WORK ITEM
Using the data below, copy each line that includes the word "green".

INPUT MATERIAL
########################################
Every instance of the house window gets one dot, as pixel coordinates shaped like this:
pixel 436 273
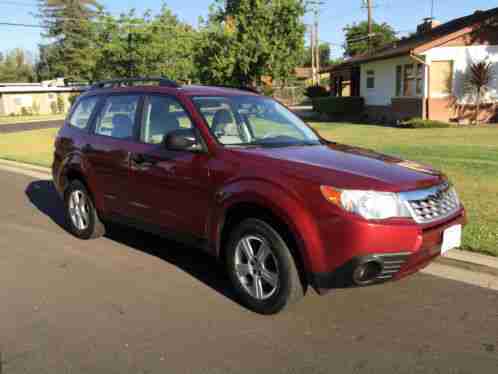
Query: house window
pixel 399 74
pixel 370 79
pixel 412 80
pixel 420 82
pixel 441 77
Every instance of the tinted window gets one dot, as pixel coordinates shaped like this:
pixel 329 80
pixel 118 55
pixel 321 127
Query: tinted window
pixel 163 114
pixel 83 112
pixel 117 118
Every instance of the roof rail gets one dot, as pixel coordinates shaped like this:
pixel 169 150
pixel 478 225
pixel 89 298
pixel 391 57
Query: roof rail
pixel 242 88
pixel 164 82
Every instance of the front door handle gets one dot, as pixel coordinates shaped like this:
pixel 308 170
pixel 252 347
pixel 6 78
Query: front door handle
pixel 143 159
pixel 87 148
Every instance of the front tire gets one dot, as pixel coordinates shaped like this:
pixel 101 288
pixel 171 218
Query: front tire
pixel 261 268
pixel 81 216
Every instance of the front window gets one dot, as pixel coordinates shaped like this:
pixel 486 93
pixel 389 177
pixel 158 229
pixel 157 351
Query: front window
pixel 253 121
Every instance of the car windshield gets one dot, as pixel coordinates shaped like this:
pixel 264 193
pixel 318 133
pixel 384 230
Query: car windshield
pixel 253 121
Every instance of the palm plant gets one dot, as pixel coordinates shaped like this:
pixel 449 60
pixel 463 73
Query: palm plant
pixel 479 79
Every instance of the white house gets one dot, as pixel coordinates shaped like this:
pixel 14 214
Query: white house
pixel 425 75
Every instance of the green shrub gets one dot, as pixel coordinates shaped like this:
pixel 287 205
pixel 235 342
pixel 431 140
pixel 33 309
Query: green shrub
########################################
SOLUTION TO THIS EXERCISE
Every instance of the green shrub gets one dot, as pixel coordinates shaped like this:
Query: green shrub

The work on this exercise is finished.